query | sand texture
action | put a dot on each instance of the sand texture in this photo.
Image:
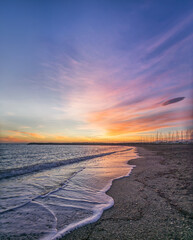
(154, 202)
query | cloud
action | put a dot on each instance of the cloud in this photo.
(173, 100)
(29, 134)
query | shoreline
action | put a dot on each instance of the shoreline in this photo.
(153, 202)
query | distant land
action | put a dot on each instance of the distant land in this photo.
(102, 143)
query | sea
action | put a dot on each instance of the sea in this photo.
(46, 191)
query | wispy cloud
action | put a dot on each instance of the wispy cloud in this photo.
(173, 100)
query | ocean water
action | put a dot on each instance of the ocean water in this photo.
(49, 190)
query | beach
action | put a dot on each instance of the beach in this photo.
(154, 202)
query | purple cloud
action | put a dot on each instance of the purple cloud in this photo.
(173, 100)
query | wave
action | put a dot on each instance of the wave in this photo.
(44, 166)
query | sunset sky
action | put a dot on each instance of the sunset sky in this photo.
(109, 70)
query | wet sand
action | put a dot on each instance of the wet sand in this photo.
(154, 202)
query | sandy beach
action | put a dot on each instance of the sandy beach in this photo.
(154, 202)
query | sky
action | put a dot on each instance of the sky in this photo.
(105, 70)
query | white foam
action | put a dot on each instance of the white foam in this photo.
(97, 211)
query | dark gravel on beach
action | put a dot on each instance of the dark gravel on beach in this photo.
(154, 202)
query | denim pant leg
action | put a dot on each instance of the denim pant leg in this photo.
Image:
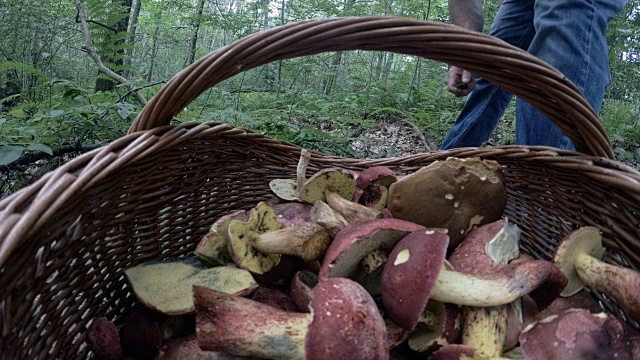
(571, 36)
(486, 104)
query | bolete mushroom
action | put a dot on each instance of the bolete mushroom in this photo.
(373, 186)
(275, 298)
(289, 189)
(438, 326)
(352, 244)
(321, 213)
(456, 194)
(165, 286)
(579, 334)
(335, 180)
(292, 213)
(344, 320)
(484, 251)
(212, 249)
(579, 256)
(422, 253)
(256, 244)
(186, 348)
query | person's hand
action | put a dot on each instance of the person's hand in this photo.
(461, 82)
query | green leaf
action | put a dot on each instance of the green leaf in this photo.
(56, 113)
(18, 113)
(40, 147)
(124, 110)
(10, 98)
(9, 154)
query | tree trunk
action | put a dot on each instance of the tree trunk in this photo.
(387, 68)
(133, 26)
(194, 37)
(280, 61)
(154, 52)
(104, 84)
(335, 67)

----------

_Work required_
Make an exact copy of the data above, pictures excluded.

_Answer to this task_
query | sand texture
action | put a dot on each instance of the sand texture in this photo.
Image:
(154, 202)
query | cloud
action | put a dot on each instance of the cloud in this photo.
(173, 100)
(29, 134)
query | shoreline
action | put a dot on each instance of the shoreline in this photo.
(153, 202)
query | distant land
action | put a dot on each instance of the distant land in this photo.
(102, 143)
query | sea
action | put a dot on each instance of the sea in this photo.
(46, 191)
query | wispy cloud
action | put a dot on each instance of the wispy cloud in this photo.
(173, 100)
query | ocean water
action | put a dot on each instance of the ocean water in this photo.
(49, 190)
query | beach
action | put a dot on each instance of the beach in this photo.
(154, 202)
query | purple cloud
action | put a dot on each instance of the purple cloud in this photo.
(173, 100)
query | wave
action | put a dot on each instance of the wave in this photo.
(44, 166)
query | sunset sky
action | put a dot on each instance of the sunset sky in this photo.
(109, 70)
query | wet sand
action | put a dot on each instance of the wet sand in this photo.
(154, 202)
query | sandy beach
action | put a dot on each instance of the sandy beach in this photo.
(154, 202)
query | sky
action | put a dot on each instance of the sky in this photo.
(105, 70)
query | white foam
action | put a dot on each instance of the white foam in this photo.
(97, 211)
query | dark gravel on beach
action | put a dot on each instance of the dark gravel on beach in this photo.
(154, 202)
query | denim pant leg
action | put a dot on each instance of the denim pant leg in this photo.
Image:
(571, 36)
(486, 104)
query | bolete mushroom
action | put a dot on each instance of the bolete mushroom in this photo.
(373, 186)
(275, 298)
(289, 189)
(438, 326)
(352, 244)
(321, 213)
(456, 194)
(165, 286)
(579, 334)
(335, 180)
(292, 213)
(344, 320)
(484, 251)
(212, 249)
(579, 256)
(422, 253)
(256, 244)
(186, 348)
query | person's hand
action | put a dot on each instance of the person's hand in this photo.
(461, 82)
query | green leaf
action | put a dot on each instance of the green leaf in this photo.
(56, 113)
(18, 113)
(40, 147)
(124, 110)
(10, 98)
(9, 154)
query | tree trunk
action | put a dot on each instance of the tree trunk in this photo.
(387, 68)
(133, 26)
(194, 37)
(280, 61)
(154, 52)
(104, 84)
(335, 67)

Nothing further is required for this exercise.